#### [Set exercise]
Report every line in the rows below that contains the word "metal", copying each one in full. Case counts.

#### [Working data]

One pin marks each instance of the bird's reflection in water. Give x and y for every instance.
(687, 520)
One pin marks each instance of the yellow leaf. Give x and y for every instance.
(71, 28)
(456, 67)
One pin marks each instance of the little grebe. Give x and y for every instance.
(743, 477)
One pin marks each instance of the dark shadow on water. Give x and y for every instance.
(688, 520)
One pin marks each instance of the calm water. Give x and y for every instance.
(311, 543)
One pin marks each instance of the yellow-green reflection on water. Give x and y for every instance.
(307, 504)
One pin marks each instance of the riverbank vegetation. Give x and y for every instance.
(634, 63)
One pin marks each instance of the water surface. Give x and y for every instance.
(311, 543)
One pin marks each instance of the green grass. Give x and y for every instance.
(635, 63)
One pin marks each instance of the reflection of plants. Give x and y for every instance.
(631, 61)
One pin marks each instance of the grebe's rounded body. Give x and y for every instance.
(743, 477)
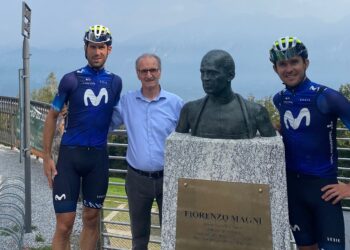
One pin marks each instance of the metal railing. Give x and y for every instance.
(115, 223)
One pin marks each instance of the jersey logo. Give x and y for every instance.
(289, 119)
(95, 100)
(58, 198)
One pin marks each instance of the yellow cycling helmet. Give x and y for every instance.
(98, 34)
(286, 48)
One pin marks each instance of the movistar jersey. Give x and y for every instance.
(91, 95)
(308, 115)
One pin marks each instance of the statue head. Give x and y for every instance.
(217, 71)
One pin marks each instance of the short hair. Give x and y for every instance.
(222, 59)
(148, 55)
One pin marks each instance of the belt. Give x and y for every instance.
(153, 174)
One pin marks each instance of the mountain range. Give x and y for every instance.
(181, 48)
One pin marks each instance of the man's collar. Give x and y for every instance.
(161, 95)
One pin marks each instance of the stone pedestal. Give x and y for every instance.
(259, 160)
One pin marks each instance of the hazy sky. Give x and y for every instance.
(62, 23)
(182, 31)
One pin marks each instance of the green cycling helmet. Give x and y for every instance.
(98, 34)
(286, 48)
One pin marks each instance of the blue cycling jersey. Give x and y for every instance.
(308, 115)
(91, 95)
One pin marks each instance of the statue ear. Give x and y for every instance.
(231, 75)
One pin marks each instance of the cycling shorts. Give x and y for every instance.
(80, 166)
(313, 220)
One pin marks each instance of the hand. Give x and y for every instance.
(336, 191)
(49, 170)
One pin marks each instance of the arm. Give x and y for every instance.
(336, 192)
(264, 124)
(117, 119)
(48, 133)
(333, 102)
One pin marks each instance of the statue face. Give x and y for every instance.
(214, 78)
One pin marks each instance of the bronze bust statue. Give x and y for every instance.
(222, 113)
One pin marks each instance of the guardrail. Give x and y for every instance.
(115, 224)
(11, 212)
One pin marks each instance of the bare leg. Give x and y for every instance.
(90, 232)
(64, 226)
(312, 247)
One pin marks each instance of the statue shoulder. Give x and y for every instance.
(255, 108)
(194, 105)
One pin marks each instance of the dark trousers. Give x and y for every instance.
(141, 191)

--

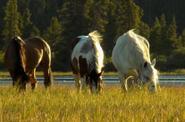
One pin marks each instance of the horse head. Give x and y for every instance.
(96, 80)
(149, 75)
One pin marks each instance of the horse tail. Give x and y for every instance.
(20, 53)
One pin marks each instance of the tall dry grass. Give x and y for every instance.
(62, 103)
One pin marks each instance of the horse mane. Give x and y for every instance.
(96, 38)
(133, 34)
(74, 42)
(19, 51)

* * *

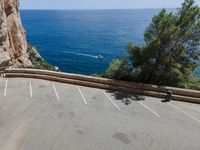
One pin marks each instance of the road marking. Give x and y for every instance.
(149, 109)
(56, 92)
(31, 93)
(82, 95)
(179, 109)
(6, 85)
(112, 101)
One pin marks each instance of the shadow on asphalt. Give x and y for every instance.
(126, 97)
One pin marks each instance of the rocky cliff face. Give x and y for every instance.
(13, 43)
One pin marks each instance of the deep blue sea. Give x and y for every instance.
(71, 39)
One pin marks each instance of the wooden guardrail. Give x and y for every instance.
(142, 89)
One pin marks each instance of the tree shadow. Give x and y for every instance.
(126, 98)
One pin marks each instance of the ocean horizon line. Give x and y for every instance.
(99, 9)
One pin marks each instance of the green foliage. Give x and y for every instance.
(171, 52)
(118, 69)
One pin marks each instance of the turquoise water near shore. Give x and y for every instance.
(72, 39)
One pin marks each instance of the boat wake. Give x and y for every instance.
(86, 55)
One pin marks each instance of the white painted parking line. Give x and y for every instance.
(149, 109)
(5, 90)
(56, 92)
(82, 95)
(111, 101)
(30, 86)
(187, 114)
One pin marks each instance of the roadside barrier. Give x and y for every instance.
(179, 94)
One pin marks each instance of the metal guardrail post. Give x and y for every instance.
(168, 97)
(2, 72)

#### [Result of this task]
One pin marks each instance of the metal railing. Give x and y for every instance.
One pin marks each instance of the metal guardrail post. Give x and y for every instance.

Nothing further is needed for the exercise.